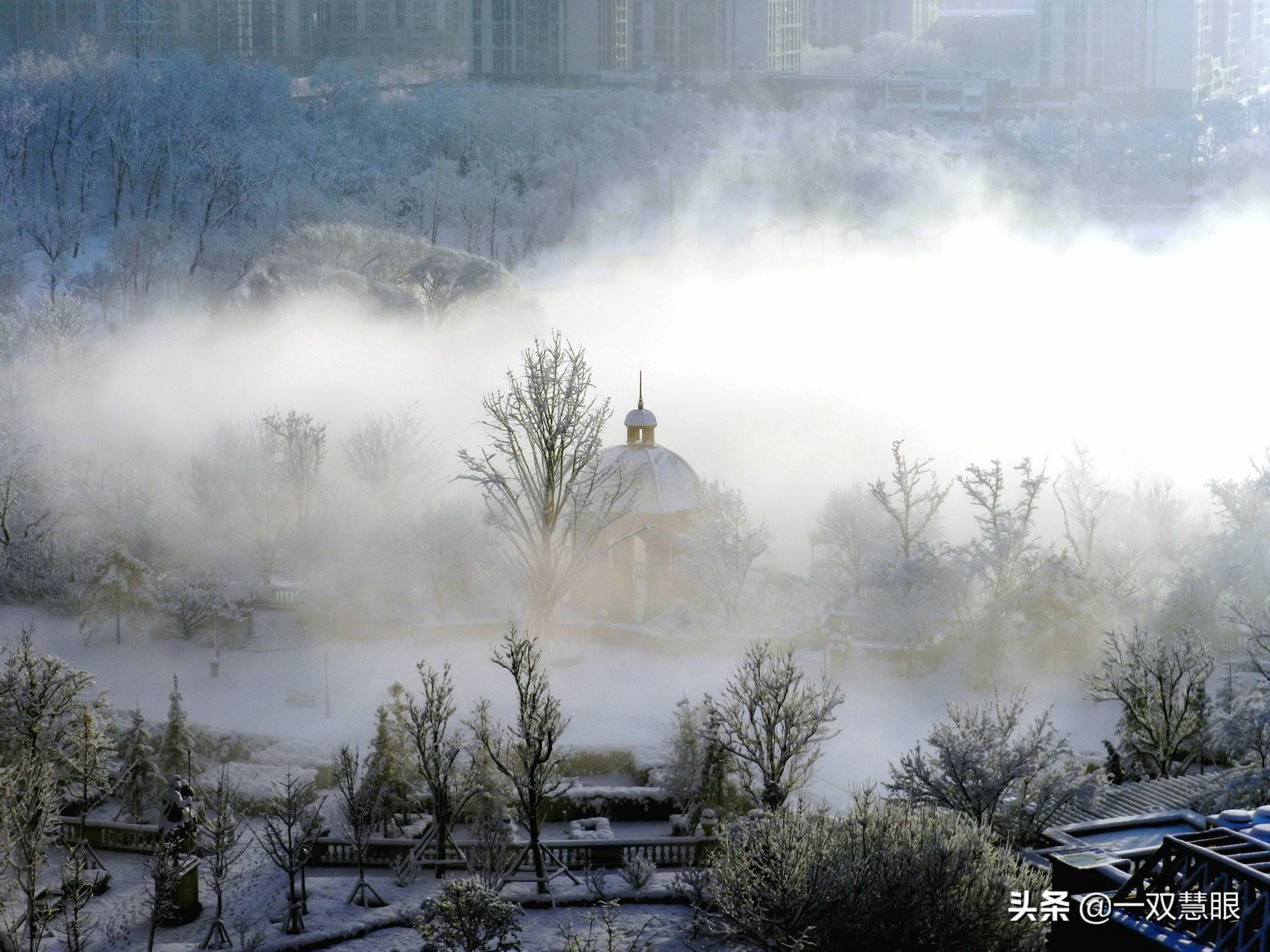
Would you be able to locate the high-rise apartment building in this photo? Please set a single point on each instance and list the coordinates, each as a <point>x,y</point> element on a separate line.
<point>831,23</point>
<point>554,38</point>
<point>292,32</point>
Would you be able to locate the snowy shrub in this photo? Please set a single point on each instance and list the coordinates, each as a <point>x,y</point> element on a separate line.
<point>249,931</point>
<point>638,872</point>
<point>592,828</point>
<point>1161,685</point>
<point>596,879</point>
<point>692,882</point>
<point>1244,733</point>
<point>616,804</point>
<point>488,844</point>
<point>217,747</point>
<point>466,917</point>
<point>603,933</point>
<point>1240,790</point>
<point>987,764</point>
<point>878,877</point>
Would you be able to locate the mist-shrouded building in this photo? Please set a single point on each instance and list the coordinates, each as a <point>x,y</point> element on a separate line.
<point>1175,50</point>
<point>559,38</point>
<point>638,574</point>
<point>832,23</point>
<point>291,32</point>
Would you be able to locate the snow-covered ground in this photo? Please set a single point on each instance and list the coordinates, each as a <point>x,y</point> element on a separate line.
<point>255,901</point>
<point>616,696</point>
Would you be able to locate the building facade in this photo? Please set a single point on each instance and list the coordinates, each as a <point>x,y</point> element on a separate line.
<point>833,23</point>
<point>558,38</point>
<point>291,32</point>
<point>1179,50</point>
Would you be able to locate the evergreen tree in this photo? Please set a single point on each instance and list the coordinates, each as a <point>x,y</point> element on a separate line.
<point>717,762</point>
<point>120,585</point>
<point>387,767</point>
<point>139,777</point>
<point>174,752</point>
<point>686,757</point>
<point>222,844</point>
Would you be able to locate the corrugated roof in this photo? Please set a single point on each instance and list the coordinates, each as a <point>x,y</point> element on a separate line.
<point>1144,798</point>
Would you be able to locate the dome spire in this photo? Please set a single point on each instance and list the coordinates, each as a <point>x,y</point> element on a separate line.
<point>641,422</point>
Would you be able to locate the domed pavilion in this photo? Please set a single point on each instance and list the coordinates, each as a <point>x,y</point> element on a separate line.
<point>636,578</point>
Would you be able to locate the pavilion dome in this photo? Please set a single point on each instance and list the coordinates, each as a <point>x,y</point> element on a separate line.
<point>639,417</point>
<point>663,480</point>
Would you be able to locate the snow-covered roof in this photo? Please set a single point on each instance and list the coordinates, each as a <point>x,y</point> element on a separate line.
<point>665,482</point>
<point>641,418</point>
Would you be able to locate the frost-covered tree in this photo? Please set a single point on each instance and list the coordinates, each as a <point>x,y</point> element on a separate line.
<point>1006,530</point>
<point>722,546</point>
<point>468,917</point>
<point>298,446</point>
<point>1160,682</point>
<point>164,877</point>
<point>438,752</point>
<point>390,455</point>
<point>357,819</point>
<point>78,889</point>
<point>241,495</point>
<point>88,766</point>
<point>685,757</point>
<point>138,780</point>
<point>526,752</point>
<point>27,517</point>
<point>28,817</point>
<point>882,876</point>
<point>120,585</point>
<point>852,530</point>
<point>222,846</point>
<point>996,768</point>
<point>193,601</point>
<point>541,479</point>
<point>774,721</point>
<point>1244,730</point>
<point>177,745</point>
<point>41,700</point>
<point>289,829</point>
<point>698,766</point>
<point>387,766</point>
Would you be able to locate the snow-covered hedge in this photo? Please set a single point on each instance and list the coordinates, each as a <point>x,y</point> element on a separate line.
<point>622,804</point>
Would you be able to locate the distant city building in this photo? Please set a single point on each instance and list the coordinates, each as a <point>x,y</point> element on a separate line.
<point>993,36</point>
<point>559,38</point>
<point>1176,50</point>
<point>832,23</point>
<point>290,32</point>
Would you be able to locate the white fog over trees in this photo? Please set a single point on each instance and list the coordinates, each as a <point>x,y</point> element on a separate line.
<point>352,594</point>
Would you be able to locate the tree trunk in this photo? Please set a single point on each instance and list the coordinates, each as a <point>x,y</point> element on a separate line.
<point>442,833</point>
<point>536,850</point>
<point>33,932</point>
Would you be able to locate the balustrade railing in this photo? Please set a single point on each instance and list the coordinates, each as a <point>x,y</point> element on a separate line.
<point>1206,863</point>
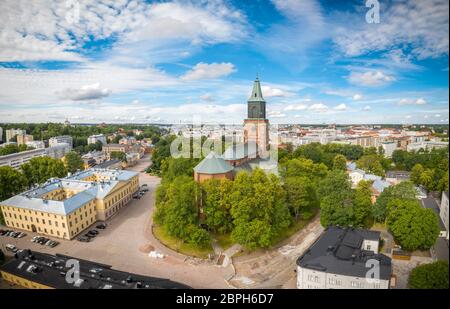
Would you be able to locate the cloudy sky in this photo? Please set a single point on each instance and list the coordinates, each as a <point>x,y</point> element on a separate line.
<point>170,61</point>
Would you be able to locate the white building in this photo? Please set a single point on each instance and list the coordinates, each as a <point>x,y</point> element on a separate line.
<point>93,139</point>
<point>15,160</point>
<point>58,151</point>
<point>60,139</point>
<point>443,211</point>
<point>389,148</point>
<point>428,145</point>
<point>356,176</point>
<point>344,259</point>
<point>35,144</point>
<point>13,132</point>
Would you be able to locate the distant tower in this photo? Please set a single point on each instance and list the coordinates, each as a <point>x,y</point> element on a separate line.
<point>256,126</point>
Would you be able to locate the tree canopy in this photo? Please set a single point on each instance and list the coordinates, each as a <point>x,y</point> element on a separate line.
<point>429,276</point>
<point>39,170</point>
<point>412,226</point>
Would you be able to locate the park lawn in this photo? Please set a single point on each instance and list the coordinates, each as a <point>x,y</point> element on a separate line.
<point>180,246</point>
<point>224,241</point>
<point>291,230</point>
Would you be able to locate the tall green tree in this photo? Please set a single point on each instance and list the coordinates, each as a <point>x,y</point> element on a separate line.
<point>39,170</point>
<point>340,162</point>
<point>362,204</point>
<point>217,204</point>
<point>404,190</point>
<point>301,196</point>
<point>372,164</point>
<point>412,226</point>
<point>12,182</point>
<point>259,210</point>
<point>429,276</point>
<point>73,162</point>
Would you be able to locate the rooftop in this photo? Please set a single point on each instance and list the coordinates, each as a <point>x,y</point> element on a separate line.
<point>85,191</point>
<point>338,251</point>
<point>50,270</point>
<point>241,151</point>
<point>213,164</point>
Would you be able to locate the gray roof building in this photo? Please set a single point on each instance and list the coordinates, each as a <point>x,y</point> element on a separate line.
<point>213,164</point>
<point>339,251</point>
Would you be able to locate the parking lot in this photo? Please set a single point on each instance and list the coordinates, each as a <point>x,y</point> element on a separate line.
<point>125,241</point>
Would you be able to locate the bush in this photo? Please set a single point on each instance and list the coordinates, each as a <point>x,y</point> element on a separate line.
<point>429,276</point>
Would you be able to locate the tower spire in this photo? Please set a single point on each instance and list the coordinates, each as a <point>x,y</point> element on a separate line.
<point>256,95</point>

= = = = = = =

▶ _Directions for this task_:
Without the pictures, give every line of the data again, exactly as written.

▶ _Exercise response_:
Would you be able to locate the high-rise apartment building in this photo? Please set a single point on each instance and list the coordinates, each as a <point>x,y</point> element on a separate line.
<point>831,23</point>
<point>554,38</point>
<point>292,32</point>
Would you be able to locate the snowy shrub in this photo? Please set a single point on each instance and list the coordinates, each as a <point>x,y</point> element on a separate line.
<point>249,931</point>
<point>638,872</point>
<point>592,828</point>
<point>1161,685</point>
<point>596,879</point>
<point>692,882</point>
<point>1244,733</point>
<point>616,804</point>
<point>488,844</point>
<point>217,747</point>
<point>466,917</point>
<point>603,933</point>
<point>1240,790</point>
<point>987,764</point>
<point>878,877</point>
Would you be able to locate the mist-shrouded building in this photo? Please set a single point on each instance and list the coordinates, each as a <point>x,y</point> element on a separate line.
<point>1175,50</point>
<point>559,38</point>
<point>638,574</point>
<point>832,23</point>
<point>291,32</point>
Would you be able to locate the snow-covered ground in this photo? Please set a single point on each instance and list the coordinates, each as a <point>x,y</point> element on a separate line.
<point>255,901</point>
<point>616,696</point>
Would you be able to locate the building facade in this photo? Please set a single point on each instance and list the coordinates, each as a <point>x,y</point> element on a separate line.
<point>833,23</point>
<point>558,38</point>
<point>291,32</point>
<point>1179,50</point>
Would you be able to locate the evergreen tree in this photo? Please set a single point on each instance and list the coordinates, each as a <point>x,y</point> element on a separate line.
<point>717,762</point>
<point>120,585</point>
<point>387,767</point>
<point>139,777</point>
<point>174,752</point>
<point>686,757</point>
<point>222,844</point>
Would you be able to locate the corrugated roof in this photo? Please set a single point on each instance and list the coordinates, each as a <point>x,y</point> element on a separate line.
<point>1144,798</point>
Would you be able to locate the dome spire in this photo? Please set a single point on each instance and list the coordinates, each as a <point>x,y</point> element on a separate line.
<point>641,422</point>
Would you be able to locate the domed pavilion in this photo? Please set a single point on each instance and list the coordinates, each as a <point>x,y</point> element on a separate line.
<point>636,578</point>
Would you be able to locate the pavilion dome in this photo? Please set a single point on each instance and list the coordinates, each as a <point>x,y</point> element on a separate line.
<point>639,417</point>
<point>663,480</point>
Would you be able to locate the snow-covered roof in this photo? Please set a single point on each instance and list the coordinates, each as a <point>x,y</point> element on a separate line.
<point>665,482</point>
<point>641,418</point>
Would you be able to locate the frost-covered tree in this photo? Please set a single point on each instance and list the coordinates, each as a <point>x,y</point> element on a separate line.
<point>1006,530</point>
<point>722,546</point>
<point>468,917</point>
<point>298,446</point>
<point>1160,682</point>
<point>164,877</point>
<point>438,752</point>
<point>390,455</point>
<point>357,819</point>
<point>78,889</point>
<point>241,495</point>
<point>88,766</point>
<point>685,757</point>
<point>138,780</point>
<point>526,752</point>
<point>27,517</point>
<point>28,817</point>
<point>882,876</point>
<point>120,585</point>
<point>852,530</point>
<point>222,846</point>
<point>996,768</point>
<point>193,601</point>
<point>541,479</point>
<point>774,721</point>
<point>1244,730</point>
<point>177,745</point>
<point>41,700</point>
<point>289,829</point>
<point>698,766</point>
<point>387,766</point>
Would you be able to locate the snow-covered hedge in this photo? Please set a single point on each instance and list the coordinates, each as a <point>x,y</point> element on a separate line.
<point>622,804</point>
Would you be able to locate the distant city building in this photo? Please set a single point on each instance and list the coordinates, each as a <point>x,y</point> element on a separate line.
<point>993,36</point>
<point>559,38</point>
<point>1176,50</point>
<point>832,23</point>
<point>290,32</point>
Would you be able to locate the white fog over trees in this photo? Please set a single point on each instance and list the coordinates, each as a <point>x,y</point> element on a separate line.
<point>352,594</point>
Would you be able to locate the tree trunk in this photo? Please set a single point on each instance and list the coordinates, each as a <point>x,y</point> element on a separate line.
<point>442,833</point>
<point>536,850</point>
<point>33,932</point>
Would you be able to locate the balustrade railing in this photo? Please set a single point on each instance and list the coordinates, each as a <point>x,y</point> element on a separate line.
<point>1206,863</point>
Would you be able to locate the cloudy sky in this photo? Please set a single point on each instance and list the coordinates, each as a <point>x,y</point> element on a separate line.
<point>170,61</point>
Would you be able to locate the white building in this photo? Please set a single point on each instance and list the coordinates, each as a <point>x,y</point> element on a separate line.
<point>93,139</point>
<point>15,160</point>
<point>58,151</point>
<point>60,139</point>
<point>443,211</point>
<point>389,148</point>
<point>428,145</point>
<point>356,176</point>
<point>344,259</point>
<point>35,144</point>
<point>13,132</point>
Would you be able to locate the distant tower in this photo? Please set a single point on each instance and list the coordinates, each as a <point>x,y</point> element on a separate line.
<point>256,126</point>
Would you be able to locate the tree canopy in this photo? Please set a single point on each instance and list the coordinates, each as a <point>x,y</point> element on a separate line.
<point>429,276</point>
<point>39,170</point>
<point>412,226</point>
Would you be able to locate the park lawn in this photo? Please set a single point on each instance and list the coordinates, each as a <point>x,y</point> element on a separate line.
<point>180,246</point>
<point>224,241</point>
<point>291,230</point>
Would you be able to locate the tall green tree in this photo? Please set a single point on each instance and list the coordinates, each as a <point>x,y</point> element on a separate line.
<point>39,170</point>
<point>340,162</point>
<point>362,204</point>
<point>217,204</point>
<point>404,190</point>
<point>301,196</point>
<point>372,164</point>
<point>412,226</point>
<point>12,182</point>
<point>259,210</point>
<point>429,276</point>
<point>73,162</point>
Would you be able to locate the rooftop in this photo? Please set a single point on each instance and list the coordinates, each as a <point>x,y</point> element on a separate line.
<point>85,191</point>
<point>338,251</point>
<point>50,270</point>
<point>241,151</point>
<point>213,164</point>
Would you be able to locate the gray roof building in this photo? Please set a single point on each instance and list the coordinates, each as a <point>x,y</point> element on a separate line.
<point>213,164</point>
<point>339,251</point>
Would you be able to locate the parking lot in this photo? Please set a single point on each instance and list the coordinates, each as a <point>x,y</point> element on a separate line.
<point>125,241</point>
Would you be able to locate the bush in this photo? Please set a single point on each instance and list the coordinates, each as a <point>x,y</point> element on a separate line.
<point>429,276</point>
Would you be able to locate the tower spire in this photo? Please set a single point on each instance and list the coordinates, each as a <point>x,y</point> element on a separate line.
<point>256,95</point>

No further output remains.